Lines of data:

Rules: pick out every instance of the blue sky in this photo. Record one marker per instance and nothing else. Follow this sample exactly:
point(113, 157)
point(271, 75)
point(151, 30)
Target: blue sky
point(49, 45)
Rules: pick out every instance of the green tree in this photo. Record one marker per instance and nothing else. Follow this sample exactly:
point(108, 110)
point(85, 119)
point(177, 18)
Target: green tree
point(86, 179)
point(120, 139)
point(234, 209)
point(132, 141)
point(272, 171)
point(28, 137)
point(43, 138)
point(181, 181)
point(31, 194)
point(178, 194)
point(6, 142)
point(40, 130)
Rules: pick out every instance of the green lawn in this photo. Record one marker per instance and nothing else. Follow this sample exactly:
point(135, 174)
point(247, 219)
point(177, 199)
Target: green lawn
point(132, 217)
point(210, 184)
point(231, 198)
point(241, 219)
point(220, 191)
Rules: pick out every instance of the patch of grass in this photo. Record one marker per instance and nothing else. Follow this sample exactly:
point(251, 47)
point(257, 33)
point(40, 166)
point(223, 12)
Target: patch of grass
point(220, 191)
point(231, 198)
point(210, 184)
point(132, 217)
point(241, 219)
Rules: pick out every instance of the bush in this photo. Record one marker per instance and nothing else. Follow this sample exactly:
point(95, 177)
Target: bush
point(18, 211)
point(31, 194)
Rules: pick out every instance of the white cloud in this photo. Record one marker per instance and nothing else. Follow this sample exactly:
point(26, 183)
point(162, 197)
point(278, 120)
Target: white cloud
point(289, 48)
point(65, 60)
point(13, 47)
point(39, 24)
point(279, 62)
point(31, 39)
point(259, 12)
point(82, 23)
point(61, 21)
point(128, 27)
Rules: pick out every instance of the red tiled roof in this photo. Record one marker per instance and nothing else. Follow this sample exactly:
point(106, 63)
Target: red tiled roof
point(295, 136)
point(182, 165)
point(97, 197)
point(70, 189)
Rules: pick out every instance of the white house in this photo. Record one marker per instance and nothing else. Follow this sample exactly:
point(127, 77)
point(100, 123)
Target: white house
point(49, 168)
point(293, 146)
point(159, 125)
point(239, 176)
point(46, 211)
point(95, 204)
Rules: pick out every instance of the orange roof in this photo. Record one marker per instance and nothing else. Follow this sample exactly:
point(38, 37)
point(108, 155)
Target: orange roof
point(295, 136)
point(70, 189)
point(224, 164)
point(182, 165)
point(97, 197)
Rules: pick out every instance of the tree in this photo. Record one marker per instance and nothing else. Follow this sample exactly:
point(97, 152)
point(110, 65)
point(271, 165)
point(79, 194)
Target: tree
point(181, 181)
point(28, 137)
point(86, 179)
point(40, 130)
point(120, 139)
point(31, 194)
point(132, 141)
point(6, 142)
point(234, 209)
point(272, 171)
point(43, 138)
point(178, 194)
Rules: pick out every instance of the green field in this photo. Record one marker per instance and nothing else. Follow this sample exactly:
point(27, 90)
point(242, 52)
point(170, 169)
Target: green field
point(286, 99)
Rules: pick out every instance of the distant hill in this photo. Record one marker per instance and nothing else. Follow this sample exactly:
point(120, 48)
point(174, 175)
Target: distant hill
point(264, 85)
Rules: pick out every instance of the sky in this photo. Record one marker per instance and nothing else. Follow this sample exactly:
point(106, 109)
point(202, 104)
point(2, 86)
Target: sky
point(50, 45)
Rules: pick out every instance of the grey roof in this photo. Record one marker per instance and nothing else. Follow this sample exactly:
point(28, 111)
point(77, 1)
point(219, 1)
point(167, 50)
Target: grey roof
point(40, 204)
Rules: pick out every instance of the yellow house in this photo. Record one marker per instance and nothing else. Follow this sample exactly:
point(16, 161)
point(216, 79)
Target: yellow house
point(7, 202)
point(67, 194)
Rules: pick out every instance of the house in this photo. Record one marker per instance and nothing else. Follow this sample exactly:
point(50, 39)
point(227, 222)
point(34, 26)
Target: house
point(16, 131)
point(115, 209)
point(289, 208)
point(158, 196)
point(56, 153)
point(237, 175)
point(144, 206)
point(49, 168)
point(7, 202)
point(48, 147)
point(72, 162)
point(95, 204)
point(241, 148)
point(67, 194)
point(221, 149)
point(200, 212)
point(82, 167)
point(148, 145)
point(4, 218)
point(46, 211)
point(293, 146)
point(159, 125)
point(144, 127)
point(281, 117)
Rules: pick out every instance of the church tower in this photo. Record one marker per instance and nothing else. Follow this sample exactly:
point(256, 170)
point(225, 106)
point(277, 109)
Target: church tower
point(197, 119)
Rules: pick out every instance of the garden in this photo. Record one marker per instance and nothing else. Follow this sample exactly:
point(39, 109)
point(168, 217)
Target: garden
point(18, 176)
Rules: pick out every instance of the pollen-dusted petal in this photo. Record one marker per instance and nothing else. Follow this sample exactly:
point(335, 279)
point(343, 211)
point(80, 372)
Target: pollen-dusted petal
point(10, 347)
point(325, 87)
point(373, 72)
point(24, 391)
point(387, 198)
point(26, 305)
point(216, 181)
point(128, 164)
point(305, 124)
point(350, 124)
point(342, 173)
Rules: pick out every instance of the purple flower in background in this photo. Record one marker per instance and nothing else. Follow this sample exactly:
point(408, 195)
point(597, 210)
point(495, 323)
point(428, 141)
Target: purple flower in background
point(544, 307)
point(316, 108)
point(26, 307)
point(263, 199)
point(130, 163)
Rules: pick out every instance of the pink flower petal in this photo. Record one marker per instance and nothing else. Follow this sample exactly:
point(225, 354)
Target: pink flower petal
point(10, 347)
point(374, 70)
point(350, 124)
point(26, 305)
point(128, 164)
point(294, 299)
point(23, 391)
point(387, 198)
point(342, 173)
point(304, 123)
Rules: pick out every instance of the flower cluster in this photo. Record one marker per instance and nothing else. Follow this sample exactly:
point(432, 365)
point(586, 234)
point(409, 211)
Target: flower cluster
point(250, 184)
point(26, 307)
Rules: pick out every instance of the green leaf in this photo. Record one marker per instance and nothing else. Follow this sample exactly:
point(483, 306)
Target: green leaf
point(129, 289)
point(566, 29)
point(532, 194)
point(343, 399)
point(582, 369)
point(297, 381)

EXERCISE INSTRUCTIONS: Repeat all of the lines above exactly, without changing anything.

WRITTEN RESPONSE:
Rules: pick out every instance of the blue sky in this photo. Record one marker per instance and nothing else. Follow this sample exactly:
point(113, 157)
point(271, 75)
point(151, 30)
Target: blue sky
point(49, 45)
Rules: pick out every instance of the green tree in this photo. Record one marker per instance and nothing else. Follow this sample exactly:
point(108, 110)
point(85, 119)
point(177, 18)
Target: green tree
point(86, 179)
point(120, 139)
point(234, 209)
point(132, 141)
point(272, 171)
point(28, 137)
point(43, 138)
point(181, 181)
point(31, 194)
point(178, 194)
point(6, 142)
point(40, 130)
Rules: pick out every instance of the green lawn in this photo. Record one marker per instance and nothing else. Follow this sample exactly:
point(135, 174)
point(247, 219)
point(177, 199)
Target: green lawn
point(132, 217)
point(210, 184)
point(231, 198)
point(241, 219)
point(220, 191)
Rules: pick out every instance of the patch of grass in this photo. Record one marker per instance and nothing else. Follow this sample exactly:
point(251, 47)
point(257, 33)
point(40, 166)
point(223, 12)
Target: patch of grass
point(220, 191)
point(231, 198)
point(210, 184)
point(132, 217)
point(241, 219)
Rules: pick out every instance of the bush in this photo. Record one marker per instance and nothing else. Follow this sample exactly:
point(95, 177)
Target: bush
point(18, 211)
point(31, 194)
Rules: pick out every instance of the white cloud in this photo. Record one marker per instance and nothing else. Follow this sample exactly:
point(26, 183)
point(162, 197)
point(278, 120)
Target: white cloud
point(289, 48)
point(65, 60)
point(13, 47)
point(39, 24)
point(279, 62)
point(31, 39)
point(259, 12)
point(82, 23)
point(61, 21)
point(128, 27)
Rules: pick out every instance of the red tiled roof in this photo. Record one marker per instance and nothing else. Follow this sample exactly:
point(106, 63)
Target: red tiled roof
point(295, 136)
point(182, 165)
point(97, 197)
point(70, 189)
Rules: pick out every instance of the white house in this photo. Record one marker per instance and nothing else. Follow this sample exactly:
point(127, 77)
point(100, 123)
Target: white house
point(49, 168)
point(293, 146)
point(159, 125)
point(239, 176)
point(46, 211)
point(95, 204)
Rules: pick out every instance of the orange roof in this photo. Record one marker per instance and nothing else. Follow this sample exactly:
point(38, 37)
point(108, 155)
Target: orange roof
point(295, 136)
point(70, 189)
point(224, 164)
point(182, 165)
point(97, 197)
Rules: pick out every instance of the tree in this photo. Record one marker per instance and nothing else. Follow this sample exactly:
point(97, 152)
point(110, 65)
point(271, 165)
point(79, 194)
Target: tree
point(181, 181)
point(28, 137)
point(86, 179)
point(40, 130)
point(120, 139)
point(31, 194)
point(132, 141)
point(6, 142)
point(234, 209)
point(272, 171)
point(43, 138)
point(178, 194)
Rules: pick out every instance of the green field in this photo. Record one marker per instance and nothing else. Follow this sample exactly:
point(27, 90)
point(242, 52)
point(170, 169)
Target: green field
point(286, 99)
Rules: pick out every instance of the distant hill in this photo. Record one marker per instance and nothing else. Follow this sample exactly:
point(120, 48)
point(174, 175)
Target: distant hill
point(264, 85)
Rules: pick out every instance of the sky in this photo. Record one marker per instance and nothing else. Follow this sample exactly:
point(106, 109)
point(202, 104)
point(2, 86)
Target: sky
point(50, 45)
Rules: pick out every instance of the grey roof in this photo. Record one marker per instance and nothing else. Follow this sample exactly:
point(28, 111)
point(77, 1)
point(219, 1)
point(167, 50)
Target: grey roof
point(40, 204)
Rules: pick out every instance of the yellow house in this photo. Record one marker per instance and nothing else. Follow this sample exactly:
point(16, 161)
point(216, 79)
Target: yellow house
point(7, 202)
point(67, 194)
Rules: pick out every instance of the house in this photo. Record one marker per instance and nothing else. Follow this sample exactly:
point(50, 39)
point(227, 222)
point(34, 26)
Target: house
point(16, 131)
point(115, 209)
point(289, 208)
point(158, 196)
point(56, 153)
point(237, 175)
point(144, 206)
point(49, 168)
point(7, 202)
point(48, 147)
point(72, 162)
point(95, 204)
point(241, 148)
point(67, 194)
point(221, 149)
point(200, 212)
point(82, 167)
point(148, 145)
point(4, 218)
point(46, 211)
point(293, 146)
point(159, 125)
point(144, 127)
point(281, 117)
Rules: pick out every instance of the church tower in this photo. Record one marker per instance and nothing else. Follow this sample exactly:
point(256, 170)
point(225, 106)
point(277, 109)
Target: church tower
point(197, 119)
Rules: pick out every instance of the garden in this photo. Record one marker per instance and nothing else. Follow this sample exactly:
point(39, 109)
point(168, 217)
Target: garden
point(18, 176)
Rules: pick out every instance of the pollen-dusted petal in this photo. Record one marker per instance and nothing else. Follow this sample exactly:
point(335, 279)
point(343, 211)
point(80, 372)
Target: pollen-dusted petal
point(10, 347)
point(325, 87)
point(373, 72)
point(24, 391)
point(387, 198)
point(26, 305)
point(216, 181)
point(128, 164)
point(305, 124)
point(350, 124)
point(342, 173)
Rules: pick out every instance of the purple flower in background in this photo. Record one marker per instance and nothing else. Follow this sample exactly:
point(408, 195)
point(597, 210)
point(495, 323)
point(428, 141)
Target: purple flower in background
point(544, 307)
point(316, 108)
point(26, 307)
point(263, 199)
point(130, 163)
Rules: pick out every instance of the pink flower petal in this photo. Record one marker per instance and nothing else. Follow this sample exactly:
point(225, 354)
Target: pink flower petal
point(10, 347)
point(374, 70)
point(350, 124)
point(26, 305)
point(128, 164)
point(294, 299)
point(23, 391)
point(387, 198)
point(342, 173)
point(304, 123)
Rules: pick out every instance of the flower cluster in this photo. Record one marker per instance and nothing else. Follow this sample exactly:
point(432, 365)
point(586, 234)
point(409, 211)
Target: flower cluster
point(250, 184)
point(26, 307)
Rules: pick out every instance of the green leaf in this photo. Record one marker per instance and nothing else. Follow this sample exactly:
point(483, 306)
Target: green leaf
point(129, 289)
point(566, 29)
point(532, 194)
point(343, 399)
point(582, 369)
point(297, 381)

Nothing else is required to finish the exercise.